▶ _WHAT IS REQUIRED_:
Lay out the stretch of rows from the very start through the line that contains "251), (120, 251)]" as a JSON list of strings, one string per line, skipping blank lines. Leave the pictures out.

▶ _PROVIDED DATA_:
- - - -

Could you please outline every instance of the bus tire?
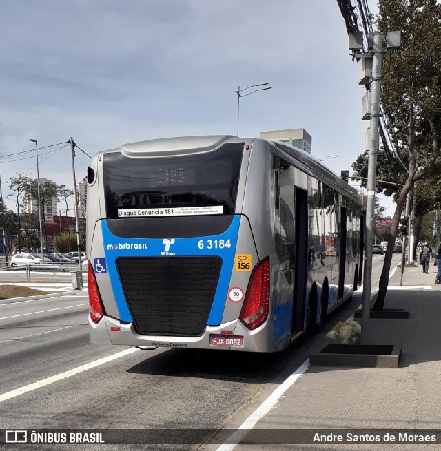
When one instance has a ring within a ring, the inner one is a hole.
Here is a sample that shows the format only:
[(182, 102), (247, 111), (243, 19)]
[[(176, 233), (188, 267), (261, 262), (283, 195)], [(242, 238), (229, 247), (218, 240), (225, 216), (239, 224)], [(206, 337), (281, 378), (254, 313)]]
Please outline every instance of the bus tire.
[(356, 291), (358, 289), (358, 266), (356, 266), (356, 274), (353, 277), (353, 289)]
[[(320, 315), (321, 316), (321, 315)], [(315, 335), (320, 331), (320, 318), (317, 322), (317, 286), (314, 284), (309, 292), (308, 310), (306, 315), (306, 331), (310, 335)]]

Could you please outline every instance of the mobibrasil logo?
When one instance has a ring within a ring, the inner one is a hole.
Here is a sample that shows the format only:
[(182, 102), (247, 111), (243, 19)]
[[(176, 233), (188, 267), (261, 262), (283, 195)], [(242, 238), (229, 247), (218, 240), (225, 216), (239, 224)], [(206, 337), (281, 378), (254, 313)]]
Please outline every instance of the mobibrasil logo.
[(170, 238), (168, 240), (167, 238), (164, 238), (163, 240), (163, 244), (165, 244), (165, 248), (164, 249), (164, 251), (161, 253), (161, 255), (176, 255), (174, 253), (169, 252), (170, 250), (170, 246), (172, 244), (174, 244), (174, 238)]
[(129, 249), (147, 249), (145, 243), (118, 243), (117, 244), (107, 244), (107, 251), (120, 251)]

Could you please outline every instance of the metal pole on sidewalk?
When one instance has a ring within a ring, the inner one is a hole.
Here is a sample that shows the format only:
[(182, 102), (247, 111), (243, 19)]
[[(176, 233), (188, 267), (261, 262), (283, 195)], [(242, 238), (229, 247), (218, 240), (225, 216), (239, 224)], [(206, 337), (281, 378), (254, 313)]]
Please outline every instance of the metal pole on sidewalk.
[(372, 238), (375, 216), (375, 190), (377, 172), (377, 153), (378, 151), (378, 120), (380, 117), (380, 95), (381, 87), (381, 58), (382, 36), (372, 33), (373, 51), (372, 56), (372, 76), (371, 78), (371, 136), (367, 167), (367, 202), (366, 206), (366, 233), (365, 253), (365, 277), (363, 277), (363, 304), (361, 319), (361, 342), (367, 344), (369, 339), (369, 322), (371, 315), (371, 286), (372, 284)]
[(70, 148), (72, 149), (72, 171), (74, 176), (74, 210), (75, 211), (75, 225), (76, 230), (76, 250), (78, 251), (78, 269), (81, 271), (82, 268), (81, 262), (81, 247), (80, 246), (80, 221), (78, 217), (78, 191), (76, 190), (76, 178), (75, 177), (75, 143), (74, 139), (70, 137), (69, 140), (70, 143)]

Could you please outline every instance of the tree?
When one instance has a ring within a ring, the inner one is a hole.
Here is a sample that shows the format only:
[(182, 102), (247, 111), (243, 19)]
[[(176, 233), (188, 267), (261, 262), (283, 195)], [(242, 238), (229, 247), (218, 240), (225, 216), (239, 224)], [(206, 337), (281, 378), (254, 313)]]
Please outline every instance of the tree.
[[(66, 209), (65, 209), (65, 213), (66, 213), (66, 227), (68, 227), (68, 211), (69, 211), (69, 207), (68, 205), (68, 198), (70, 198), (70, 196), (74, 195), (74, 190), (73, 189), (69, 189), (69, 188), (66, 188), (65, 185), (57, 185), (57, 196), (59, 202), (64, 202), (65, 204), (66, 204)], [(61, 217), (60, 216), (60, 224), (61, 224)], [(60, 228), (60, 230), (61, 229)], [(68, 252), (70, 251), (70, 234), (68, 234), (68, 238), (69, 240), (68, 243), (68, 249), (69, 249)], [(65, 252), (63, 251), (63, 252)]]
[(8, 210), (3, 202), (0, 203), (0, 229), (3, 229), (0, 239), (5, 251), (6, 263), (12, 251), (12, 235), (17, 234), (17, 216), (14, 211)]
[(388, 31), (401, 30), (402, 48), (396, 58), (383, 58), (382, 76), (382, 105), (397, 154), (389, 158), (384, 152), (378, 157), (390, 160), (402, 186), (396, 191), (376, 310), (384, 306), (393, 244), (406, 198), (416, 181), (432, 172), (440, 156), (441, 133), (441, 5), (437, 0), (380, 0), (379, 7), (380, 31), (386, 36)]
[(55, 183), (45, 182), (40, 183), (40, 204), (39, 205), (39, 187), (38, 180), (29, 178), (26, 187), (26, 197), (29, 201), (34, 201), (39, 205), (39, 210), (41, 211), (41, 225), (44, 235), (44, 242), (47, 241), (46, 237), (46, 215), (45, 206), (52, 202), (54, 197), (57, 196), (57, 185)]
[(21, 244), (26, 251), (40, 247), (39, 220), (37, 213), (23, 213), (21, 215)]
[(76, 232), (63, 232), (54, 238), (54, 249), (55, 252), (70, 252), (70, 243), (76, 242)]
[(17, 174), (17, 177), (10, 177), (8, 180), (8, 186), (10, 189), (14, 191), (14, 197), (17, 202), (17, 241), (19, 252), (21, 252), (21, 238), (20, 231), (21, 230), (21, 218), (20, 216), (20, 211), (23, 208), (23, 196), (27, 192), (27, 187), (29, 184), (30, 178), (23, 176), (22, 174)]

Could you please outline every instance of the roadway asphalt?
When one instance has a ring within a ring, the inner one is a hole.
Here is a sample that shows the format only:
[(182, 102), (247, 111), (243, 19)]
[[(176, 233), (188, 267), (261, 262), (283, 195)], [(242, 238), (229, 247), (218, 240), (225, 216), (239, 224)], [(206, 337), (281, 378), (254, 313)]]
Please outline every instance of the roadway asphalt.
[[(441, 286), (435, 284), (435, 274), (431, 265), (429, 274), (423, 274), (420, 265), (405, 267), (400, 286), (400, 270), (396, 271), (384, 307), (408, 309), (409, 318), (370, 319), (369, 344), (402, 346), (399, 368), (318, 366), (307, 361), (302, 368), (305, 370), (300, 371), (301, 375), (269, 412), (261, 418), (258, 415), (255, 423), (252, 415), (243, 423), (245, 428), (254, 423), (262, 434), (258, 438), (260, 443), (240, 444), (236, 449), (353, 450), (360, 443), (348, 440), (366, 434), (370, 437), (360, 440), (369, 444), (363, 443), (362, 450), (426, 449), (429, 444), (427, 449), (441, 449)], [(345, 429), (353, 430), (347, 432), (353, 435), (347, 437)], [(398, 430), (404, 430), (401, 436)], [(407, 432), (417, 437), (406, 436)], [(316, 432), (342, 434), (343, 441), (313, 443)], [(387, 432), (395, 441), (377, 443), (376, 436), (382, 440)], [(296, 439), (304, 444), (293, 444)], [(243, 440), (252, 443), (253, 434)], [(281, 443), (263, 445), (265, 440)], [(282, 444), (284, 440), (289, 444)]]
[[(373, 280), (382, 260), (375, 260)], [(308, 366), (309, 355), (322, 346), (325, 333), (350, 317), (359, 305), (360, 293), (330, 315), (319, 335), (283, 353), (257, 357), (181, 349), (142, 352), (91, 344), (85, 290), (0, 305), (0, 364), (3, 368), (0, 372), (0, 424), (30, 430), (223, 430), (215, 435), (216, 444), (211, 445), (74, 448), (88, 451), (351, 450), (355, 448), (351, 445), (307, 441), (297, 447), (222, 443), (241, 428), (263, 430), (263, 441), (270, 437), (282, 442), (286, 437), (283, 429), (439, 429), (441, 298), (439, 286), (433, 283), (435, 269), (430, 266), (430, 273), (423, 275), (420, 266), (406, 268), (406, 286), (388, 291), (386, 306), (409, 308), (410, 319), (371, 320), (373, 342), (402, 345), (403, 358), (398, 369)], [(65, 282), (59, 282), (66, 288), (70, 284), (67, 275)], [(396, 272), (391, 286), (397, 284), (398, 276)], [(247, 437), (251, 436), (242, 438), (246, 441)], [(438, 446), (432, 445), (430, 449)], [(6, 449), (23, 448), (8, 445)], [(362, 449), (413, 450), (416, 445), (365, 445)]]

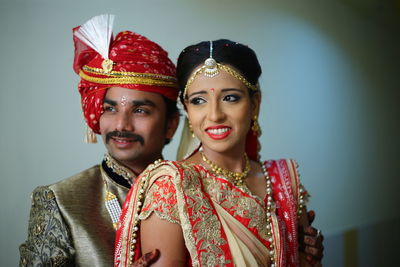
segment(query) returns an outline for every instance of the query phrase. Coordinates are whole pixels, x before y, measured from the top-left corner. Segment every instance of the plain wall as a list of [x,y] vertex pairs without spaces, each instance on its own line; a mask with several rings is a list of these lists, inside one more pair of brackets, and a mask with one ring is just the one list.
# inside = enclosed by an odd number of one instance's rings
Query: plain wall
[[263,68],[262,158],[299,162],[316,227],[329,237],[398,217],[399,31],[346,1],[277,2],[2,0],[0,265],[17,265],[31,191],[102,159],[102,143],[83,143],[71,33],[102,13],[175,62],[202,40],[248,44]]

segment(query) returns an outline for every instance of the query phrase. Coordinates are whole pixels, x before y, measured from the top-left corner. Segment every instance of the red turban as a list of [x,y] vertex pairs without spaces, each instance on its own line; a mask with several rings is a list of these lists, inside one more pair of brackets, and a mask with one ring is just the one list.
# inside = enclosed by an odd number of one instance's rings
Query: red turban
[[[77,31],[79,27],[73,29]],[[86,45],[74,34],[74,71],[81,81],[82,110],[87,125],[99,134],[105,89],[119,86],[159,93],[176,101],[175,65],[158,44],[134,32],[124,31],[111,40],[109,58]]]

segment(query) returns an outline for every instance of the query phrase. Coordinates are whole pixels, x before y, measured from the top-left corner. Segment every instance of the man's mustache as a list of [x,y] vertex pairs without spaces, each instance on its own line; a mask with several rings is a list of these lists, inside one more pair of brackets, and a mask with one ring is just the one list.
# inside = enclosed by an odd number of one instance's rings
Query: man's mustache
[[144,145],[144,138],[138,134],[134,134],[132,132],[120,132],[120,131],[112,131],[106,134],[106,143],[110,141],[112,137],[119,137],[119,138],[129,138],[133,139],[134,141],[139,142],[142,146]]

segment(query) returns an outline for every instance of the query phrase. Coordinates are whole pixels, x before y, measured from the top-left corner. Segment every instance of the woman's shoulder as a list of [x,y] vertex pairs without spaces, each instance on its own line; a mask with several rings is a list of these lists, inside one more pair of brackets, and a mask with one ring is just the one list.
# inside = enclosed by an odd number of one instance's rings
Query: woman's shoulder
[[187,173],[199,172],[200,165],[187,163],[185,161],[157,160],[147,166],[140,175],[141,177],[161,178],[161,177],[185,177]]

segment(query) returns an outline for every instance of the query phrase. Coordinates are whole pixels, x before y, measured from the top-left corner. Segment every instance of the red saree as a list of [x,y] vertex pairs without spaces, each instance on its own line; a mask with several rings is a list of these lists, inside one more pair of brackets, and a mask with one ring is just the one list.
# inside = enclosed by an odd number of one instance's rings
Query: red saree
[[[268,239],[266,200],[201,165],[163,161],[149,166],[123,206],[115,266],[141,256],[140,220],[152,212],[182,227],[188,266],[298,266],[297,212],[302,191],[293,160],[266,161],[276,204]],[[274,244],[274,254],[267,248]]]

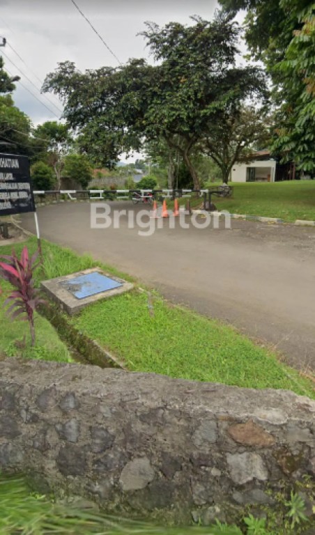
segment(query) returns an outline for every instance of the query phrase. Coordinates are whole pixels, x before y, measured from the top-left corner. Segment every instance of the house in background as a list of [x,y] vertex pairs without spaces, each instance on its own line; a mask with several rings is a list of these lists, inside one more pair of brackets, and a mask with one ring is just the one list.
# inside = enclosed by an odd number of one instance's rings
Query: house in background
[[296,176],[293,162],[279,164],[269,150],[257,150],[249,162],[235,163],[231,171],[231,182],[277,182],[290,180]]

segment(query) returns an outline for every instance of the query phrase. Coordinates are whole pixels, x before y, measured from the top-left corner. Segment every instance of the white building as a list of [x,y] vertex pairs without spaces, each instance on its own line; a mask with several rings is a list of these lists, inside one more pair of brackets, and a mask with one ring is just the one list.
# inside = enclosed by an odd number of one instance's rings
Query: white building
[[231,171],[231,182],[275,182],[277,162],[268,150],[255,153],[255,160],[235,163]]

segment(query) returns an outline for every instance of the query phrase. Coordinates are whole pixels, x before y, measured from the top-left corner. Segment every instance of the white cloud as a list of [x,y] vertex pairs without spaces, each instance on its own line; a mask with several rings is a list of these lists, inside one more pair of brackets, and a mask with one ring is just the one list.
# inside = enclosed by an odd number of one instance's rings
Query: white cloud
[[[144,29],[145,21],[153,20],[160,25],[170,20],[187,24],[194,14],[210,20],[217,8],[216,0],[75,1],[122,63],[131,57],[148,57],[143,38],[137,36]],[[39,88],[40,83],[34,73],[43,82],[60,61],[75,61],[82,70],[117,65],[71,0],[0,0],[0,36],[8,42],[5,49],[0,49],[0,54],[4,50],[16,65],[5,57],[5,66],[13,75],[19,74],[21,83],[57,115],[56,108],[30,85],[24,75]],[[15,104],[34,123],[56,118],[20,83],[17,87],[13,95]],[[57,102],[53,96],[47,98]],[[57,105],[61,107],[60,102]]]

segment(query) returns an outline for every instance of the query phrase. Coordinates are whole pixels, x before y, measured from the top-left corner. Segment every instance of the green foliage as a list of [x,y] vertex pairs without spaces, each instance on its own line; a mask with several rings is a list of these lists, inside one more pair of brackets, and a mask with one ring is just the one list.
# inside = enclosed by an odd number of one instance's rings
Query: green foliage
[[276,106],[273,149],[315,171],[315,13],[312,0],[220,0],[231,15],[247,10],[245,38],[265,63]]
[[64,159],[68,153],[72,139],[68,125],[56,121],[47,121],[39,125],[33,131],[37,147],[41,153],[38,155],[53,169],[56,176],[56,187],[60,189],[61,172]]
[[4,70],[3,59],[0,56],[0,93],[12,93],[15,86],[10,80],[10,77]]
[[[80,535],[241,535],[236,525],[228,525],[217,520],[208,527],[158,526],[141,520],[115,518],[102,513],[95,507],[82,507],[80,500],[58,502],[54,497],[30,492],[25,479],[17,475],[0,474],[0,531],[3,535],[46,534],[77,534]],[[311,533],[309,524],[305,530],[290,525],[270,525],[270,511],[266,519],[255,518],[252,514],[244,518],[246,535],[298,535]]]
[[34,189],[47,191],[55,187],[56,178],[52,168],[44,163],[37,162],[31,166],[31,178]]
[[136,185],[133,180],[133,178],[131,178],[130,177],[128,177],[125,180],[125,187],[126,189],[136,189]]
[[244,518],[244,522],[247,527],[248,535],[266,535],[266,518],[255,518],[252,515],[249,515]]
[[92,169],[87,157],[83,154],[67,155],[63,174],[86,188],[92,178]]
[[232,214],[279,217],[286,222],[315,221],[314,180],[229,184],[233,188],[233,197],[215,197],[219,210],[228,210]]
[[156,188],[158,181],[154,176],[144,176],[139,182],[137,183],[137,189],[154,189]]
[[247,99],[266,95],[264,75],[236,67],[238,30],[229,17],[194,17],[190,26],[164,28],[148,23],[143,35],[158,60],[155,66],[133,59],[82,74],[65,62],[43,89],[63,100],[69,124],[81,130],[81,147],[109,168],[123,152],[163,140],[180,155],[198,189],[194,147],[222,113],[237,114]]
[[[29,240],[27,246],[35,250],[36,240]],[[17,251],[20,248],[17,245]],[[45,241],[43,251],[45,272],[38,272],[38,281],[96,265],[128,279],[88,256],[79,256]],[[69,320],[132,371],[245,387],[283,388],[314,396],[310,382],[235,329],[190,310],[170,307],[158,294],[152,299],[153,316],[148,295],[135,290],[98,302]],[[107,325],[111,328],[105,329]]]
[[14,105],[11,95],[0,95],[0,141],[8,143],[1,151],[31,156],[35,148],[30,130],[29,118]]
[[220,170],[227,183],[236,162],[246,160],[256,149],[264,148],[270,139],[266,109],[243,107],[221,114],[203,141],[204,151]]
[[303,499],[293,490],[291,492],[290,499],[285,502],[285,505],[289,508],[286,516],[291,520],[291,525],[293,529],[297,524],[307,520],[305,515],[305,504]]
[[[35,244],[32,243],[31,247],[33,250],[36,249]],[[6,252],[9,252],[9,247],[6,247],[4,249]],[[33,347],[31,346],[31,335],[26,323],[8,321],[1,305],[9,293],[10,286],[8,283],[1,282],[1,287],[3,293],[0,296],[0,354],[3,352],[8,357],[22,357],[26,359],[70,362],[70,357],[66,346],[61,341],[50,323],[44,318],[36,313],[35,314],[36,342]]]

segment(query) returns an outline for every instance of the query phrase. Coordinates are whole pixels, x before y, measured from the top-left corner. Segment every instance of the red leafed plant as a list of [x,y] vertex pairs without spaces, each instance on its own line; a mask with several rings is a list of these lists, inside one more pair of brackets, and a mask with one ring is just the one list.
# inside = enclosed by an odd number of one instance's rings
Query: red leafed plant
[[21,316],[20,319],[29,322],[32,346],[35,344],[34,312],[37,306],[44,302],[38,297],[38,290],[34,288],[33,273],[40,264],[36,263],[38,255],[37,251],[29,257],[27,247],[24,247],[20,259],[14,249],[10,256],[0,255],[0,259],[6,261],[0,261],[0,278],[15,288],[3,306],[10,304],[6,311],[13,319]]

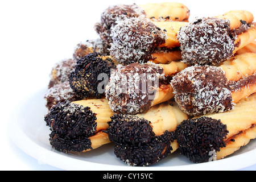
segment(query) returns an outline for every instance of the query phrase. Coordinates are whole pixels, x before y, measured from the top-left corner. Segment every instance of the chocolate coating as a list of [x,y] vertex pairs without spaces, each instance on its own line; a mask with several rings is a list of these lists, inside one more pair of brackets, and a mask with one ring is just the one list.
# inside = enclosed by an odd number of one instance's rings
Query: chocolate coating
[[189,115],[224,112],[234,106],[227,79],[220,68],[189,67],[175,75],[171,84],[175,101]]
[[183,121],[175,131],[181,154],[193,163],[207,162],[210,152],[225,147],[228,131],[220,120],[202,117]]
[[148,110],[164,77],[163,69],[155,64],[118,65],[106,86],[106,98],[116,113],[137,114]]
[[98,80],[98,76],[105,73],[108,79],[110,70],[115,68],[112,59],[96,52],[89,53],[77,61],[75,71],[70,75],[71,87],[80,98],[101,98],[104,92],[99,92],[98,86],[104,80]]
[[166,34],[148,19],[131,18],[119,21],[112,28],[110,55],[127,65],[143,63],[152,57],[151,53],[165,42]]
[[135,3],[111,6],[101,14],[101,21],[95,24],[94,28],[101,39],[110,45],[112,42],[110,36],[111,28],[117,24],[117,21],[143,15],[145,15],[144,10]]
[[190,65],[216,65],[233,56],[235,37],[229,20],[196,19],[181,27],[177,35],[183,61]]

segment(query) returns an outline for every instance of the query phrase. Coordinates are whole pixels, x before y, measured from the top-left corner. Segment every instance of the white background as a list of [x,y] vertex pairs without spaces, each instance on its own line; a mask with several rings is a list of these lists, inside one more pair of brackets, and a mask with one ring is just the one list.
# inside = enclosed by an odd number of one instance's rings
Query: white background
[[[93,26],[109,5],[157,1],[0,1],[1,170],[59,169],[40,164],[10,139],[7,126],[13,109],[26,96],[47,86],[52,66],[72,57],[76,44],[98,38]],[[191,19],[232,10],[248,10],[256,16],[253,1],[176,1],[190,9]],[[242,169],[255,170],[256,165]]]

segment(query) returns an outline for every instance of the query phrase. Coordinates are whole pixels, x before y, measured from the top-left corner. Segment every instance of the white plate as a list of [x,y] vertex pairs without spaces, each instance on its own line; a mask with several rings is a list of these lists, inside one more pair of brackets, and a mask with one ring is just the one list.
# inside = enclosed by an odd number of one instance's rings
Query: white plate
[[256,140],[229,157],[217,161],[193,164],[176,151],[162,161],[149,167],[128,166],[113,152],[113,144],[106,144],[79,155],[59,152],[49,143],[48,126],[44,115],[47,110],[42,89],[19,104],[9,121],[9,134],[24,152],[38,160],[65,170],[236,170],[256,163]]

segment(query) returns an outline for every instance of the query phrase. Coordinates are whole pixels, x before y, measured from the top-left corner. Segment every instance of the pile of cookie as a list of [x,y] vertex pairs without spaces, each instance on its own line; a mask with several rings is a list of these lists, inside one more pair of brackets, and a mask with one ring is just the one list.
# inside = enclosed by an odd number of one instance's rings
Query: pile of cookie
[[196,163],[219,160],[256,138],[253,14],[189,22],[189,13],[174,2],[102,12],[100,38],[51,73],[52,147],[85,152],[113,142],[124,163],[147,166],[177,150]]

- - - -

▶ _PROBLEM SOLUTION_:
[
  "Could you please outline every instance of the bus tire?",
  "When one instance has a ring within a ring, the inner one is a hole.",
  "Here is a sample that shows the format only:",
  "[(182, 102), (247, 111), (243, 19)]",
  "[[(176, 233), (188, 267), (261, 262), (283, 195)], [(242, 238), (229, 247), (218, 240), (225, 216), (239, 224)], [(206, 337), (281, 378), (254, 313)]]",
  "Please outline every instance of the bus tire.",
  "[(356, 291), (358, 289), (358, 266), (356, 266), (356, 274), (353, 277), (353, 289)]",
  "[[(320, 315), (321, 316), (321, 315)], [(315, 335), (320, 331), (320, 318), (317, 322), (317, 286), (314, 284), (309, 292), (308, 310), (306, 315), (306, 331), (310, 335)]]",
  "Could you please outline every instance of the mobibrasil logo?",
  "When one instance has a ring within a ring, the inner one is a hole.",
  "Here is a sample that shows the format only:",
  "[(182, 102), (247, 111), (243, 19)]",
  "[[(176, 233), (188, 267), (261, 262), (283, 195)], [(242, 238), (229, 247), (218, 240), (225, 216), (239, 224)], [(206, 337), (281, 378), (254, 313)]]",
  "Please outline every instance of the mobibrasil logo.",
  "[(170, 238), (168, 240), (167, 238), (164, 238), (163, 240), (163, 244), (165, 244), (165, 248), (164, 249), (164, 251), (161, 253), (161, 255), (176, 255), (174, 253), (169, 252), (170, 250), (170, 246), (172, 244), (174, 244), (174, 238)]",
  "[(129, 249), (147, 249), (145, 243), (118, 243), (117, 244), (107, 244), (107, 251), (120, 251)]"
]